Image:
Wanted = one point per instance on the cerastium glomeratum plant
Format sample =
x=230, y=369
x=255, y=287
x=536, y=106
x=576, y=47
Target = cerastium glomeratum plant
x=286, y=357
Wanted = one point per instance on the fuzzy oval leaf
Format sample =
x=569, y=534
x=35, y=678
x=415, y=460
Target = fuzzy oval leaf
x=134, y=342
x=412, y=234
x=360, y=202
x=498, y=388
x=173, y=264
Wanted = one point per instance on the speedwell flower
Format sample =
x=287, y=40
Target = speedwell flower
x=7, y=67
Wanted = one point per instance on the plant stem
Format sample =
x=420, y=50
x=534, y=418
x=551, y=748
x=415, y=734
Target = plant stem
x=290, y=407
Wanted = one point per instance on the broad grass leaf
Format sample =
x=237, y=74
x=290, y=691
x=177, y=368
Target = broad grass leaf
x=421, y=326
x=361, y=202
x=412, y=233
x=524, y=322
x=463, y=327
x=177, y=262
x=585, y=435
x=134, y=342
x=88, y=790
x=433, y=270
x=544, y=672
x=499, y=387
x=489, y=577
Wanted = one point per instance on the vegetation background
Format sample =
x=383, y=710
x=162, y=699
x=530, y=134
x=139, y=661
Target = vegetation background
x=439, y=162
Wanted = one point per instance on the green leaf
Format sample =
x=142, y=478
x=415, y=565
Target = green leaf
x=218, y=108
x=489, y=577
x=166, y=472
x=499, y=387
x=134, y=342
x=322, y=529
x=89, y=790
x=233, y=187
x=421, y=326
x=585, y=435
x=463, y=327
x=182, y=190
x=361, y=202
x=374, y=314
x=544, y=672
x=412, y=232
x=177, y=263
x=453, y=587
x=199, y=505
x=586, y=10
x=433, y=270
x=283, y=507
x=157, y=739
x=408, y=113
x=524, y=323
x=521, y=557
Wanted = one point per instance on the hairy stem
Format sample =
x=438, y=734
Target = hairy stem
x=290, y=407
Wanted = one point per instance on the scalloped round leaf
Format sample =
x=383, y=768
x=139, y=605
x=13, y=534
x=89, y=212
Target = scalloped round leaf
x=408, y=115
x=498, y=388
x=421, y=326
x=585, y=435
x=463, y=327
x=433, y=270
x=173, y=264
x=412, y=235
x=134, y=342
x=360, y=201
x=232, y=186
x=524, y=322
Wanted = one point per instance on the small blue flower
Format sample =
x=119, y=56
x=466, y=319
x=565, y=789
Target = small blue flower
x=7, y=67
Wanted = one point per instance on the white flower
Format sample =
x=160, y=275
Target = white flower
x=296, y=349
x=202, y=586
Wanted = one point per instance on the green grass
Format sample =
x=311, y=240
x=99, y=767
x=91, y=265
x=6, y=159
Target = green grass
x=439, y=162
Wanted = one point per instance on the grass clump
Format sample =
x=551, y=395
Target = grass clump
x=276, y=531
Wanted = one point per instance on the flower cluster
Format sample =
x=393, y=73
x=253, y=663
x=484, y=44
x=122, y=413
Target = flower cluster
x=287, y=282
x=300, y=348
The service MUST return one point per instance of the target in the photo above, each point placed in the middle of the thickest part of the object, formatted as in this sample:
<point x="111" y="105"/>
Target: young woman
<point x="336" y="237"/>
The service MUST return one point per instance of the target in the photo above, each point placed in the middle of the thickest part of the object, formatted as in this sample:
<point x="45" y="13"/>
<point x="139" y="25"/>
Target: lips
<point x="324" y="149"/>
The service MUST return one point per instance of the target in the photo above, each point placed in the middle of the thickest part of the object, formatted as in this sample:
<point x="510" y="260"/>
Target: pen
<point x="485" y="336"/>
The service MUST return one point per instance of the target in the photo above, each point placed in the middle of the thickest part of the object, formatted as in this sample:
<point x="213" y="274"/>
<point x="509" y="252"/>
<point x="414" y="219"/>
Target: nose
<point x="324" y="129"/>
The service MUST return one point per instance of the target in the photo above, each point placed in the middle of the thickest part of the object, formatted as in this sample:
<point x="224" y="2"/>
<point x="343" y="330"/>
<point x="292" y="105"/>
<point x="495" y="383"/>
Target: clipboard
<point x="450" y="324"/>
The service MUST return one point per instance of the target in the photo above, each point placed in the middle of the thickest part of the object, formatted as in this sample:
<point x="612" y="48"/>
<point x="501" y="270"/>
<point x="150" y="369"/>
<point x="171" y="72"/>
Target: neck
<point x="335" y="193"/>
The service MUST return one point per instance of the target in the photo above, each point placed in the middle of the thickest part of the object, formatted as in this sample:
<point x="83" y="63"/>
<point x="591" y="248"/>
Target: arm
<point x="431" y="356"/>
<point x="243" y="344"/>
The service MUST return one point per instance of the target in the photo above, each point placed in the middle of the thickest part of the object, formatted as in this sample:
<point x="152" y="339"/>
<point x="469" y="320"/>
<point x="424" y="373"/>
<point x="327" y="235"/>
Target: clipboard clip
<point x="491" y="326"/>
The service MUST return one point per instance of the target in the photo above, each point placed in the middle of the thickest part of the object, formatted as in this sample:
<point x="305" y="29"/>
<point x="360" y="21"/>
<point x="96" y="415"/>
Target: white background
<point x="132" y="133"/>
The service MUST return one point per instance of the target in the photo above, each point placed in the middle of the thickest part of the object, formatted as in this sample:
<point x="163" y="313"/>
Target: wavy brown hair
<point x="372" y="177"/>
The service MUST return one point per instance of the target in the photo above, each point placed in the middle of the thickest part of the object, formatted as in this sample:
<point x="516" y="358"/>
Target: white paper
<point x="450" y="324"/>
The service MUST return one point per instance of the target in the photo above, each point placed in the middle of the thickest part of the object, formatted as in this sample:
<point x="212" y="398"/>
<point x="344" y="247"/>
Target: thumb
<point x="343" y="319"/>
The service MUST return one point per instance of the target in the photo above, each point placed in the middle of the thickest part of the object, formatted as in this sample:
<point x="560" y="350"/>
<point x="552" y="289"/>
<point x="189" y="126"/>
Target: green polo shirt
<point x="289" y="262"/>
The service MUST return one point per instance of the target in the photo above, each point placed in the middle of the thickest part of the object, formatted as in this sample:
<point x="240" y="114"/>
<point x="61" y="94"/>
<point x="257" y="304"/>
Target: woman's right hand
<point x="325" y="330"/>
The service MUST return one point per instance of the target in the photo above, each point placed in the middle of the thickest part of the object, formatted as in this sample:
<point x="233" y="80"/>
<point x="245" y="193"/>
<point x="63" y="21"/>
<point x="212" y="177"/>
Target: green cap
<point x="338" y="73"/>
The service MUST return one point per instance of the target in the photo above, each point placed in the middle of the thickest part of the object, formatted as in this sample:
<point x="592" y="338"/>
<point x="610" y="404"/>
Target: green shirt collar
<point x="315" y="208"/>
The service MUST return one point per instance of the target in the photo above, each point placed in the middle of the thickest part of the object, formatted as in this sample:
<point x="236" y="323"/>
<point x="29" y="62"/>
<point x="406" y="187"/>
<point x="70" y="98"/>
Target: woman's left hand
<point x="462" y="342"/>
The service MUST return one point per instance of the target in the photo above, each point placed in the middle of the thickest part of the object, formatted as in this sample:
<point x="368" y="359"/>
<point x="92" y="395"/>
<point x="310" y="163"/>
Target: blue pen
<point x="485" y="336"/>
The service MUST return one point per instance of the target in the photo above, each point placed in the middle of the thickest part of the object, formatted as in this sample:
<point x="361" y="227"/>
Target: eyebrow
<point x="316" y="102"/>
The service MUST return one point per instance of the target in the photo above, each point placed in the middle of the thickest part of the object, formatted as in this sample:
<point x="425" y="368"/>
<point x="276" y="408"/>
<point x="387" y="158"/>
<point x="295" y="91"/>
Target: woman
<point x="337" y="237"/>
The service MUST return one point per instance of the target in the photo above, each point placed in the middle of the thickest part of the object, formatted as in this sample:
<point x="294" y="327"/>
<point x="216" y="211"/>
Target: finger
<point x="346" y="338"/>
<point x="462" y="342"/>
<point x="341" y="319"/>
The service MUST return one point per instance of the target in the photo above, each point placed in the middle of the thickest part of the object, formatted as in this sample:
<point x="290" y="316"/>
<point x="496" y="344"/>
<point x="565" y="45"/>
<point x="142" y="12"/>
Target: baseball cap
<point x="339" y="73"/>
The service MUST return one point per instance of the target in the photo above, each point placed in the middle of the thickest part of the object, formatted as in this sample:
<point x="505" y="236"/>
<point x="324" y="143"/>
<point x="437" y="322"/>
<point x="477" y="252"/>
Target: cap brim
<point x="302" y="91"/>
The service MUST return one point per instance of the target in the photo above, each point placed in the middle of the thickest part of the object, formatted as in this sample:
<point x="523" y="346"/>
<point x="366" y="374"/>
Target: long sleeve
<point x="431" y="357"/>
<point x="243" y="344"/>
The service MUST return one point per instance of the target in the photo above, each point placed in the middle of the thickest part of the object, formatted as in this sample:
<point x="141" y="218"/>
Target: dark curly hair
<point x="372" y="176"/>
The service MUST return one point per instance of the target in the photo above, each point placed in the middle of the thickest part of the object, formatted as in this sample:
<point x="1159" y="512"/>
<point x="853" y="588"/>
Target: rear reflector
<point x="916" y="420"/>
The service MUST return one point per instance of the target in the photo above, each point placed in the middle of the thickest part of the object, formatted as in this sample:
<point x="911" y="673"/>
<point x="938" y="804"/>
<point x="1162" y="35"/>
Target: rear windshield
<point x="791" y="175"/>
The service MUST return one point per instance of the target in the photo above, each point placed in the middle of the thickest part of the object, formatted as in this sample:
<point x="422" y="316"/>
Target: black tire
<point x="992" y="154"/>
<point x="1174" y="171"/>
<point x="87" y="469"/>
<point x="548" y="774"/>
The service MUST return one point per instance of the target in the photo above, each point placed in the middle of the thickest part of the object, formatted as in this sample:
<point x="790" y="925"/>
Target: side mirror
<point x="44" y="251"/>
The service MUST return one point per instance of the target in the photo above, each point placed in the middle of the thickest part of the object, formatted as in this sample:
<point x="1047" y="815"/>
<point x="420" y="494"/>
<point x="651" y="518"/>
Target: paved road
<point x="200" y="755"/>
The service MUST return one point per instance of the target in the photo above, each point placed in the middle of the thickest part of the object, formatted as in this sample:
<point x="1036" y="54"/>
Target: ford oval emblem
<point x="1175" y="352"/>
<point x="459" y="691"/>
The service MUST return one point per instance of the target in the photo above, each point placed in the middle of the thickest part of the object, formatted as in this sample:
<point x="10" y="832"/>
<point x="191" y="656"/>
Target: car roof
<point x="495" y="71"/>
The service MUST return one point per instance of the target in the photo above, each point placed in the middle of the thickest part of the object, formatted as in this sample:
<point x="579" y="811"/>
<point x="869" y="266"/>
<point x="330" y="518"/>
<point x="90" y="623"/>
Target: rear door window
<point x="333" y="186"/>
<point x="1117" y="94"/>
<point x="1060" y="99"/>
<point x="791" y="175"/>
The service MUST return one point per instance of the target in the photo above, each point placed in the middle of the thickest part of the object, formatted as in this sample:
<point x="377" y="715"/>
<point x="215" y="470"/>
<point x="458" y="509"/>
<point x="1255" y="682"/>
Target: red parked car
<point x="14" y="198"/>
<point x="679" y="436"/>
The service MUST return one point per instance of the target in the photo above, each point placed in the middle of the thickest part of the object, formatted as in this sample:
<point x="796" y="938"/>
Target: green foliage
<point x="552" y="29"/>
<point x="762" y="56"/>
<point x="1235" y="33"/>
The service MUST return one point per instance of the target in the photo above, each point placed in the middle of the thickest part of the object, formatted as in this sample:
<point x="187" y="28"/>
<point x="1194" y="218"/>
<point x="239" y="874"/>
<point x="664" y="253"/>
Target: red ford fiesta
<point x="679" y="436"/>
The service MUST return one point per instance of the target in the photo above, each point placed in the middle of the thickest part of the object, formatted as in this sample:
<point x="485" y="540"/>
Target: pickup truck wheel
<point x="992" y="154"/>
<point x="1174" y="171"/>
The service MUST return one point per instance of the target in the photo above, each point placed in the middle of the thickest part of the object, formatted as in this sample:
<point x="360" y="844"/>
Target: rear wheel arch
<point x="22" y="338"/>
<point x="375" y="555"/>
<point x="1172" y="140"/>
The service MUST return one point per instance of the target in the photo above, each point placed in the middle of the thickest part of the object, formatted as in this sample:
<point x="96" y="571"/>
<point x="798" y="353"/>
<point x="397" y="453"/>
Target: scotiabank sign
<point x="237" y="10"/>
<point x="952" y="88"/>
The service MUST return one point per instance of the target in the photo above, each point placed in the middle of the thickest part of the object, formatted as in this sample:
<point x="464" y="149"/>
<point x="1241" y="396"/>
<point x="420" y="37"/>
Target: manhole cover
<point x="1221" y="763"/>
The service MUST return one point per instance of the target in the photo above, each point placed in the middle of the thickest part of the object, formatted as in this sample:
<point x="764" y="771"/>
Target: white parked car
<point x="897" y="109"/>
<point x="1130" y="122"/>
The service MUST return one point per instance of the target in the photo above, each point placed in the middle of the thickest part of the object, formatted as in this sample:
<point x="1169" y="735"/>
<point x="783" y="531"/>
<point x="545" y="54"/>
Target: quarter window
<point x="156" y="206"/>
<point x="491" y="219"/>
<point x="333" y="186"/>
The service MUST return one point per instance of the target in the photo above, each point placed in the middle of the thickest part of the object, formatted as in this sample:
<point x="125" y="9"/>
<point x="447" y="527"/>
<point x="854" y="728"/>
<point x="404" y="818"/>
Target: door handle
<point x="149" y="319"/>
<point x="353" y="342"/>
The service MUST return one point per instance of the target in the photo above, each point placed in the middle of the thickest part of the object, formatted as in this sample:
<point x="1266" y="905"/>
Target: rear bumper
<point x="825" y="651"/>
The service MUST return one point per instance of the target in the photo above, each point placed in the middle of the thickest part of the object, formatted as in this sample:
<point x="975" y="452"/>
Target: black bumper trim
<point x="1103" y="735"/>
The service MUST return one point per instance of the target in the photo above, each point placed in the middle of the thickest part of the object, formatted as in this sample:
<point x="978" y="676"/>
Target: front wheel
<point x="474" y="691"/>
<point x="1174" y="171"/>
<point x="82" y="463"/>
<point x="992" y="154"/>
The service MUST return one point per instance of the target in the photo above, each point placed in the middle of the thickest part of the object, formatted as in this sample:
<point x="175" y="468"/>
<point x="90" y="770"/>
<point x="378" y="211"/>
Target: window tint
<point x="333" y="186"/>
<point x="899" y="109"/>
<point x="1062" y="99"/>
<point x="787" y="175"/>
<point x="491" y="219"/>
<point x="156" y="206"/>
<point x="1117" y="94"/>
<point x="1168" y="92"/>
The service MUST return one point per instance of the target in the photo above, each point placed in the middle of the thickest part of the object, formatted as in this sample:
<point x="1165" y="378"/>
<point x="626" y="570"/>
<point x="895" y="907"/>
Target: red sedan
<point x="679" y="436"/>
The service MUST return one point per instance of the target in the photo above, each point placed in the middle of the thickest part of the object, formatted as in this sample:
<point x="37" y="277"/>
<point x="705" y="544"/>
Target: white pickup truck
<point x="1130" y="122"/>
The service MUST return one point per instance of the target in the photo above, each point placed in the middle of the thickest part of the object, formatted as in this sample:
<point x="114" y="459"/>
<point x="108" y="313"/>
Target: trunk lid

**********

#### THE TASK:
Among the records above, extract exactly the lines from the line with "x=89, y=212" to the line with "Wanted = one point per instance on the small", both lines included, and leave out the rest.

#### SOLUTION FOR THIS PROBLEM:
x=89, y=212
Target = scalloped round leaf
x=408, y=115
x=498, y=388
x=421, y=326
x=585, y=435
x=463, y=327
x=433, y=270
x=173, y=264
x=412, y=235
x=134, y=342
x=360, y=201
x=232, y=186
x=524, y=322
Wanted = one point per instance on the small blue flower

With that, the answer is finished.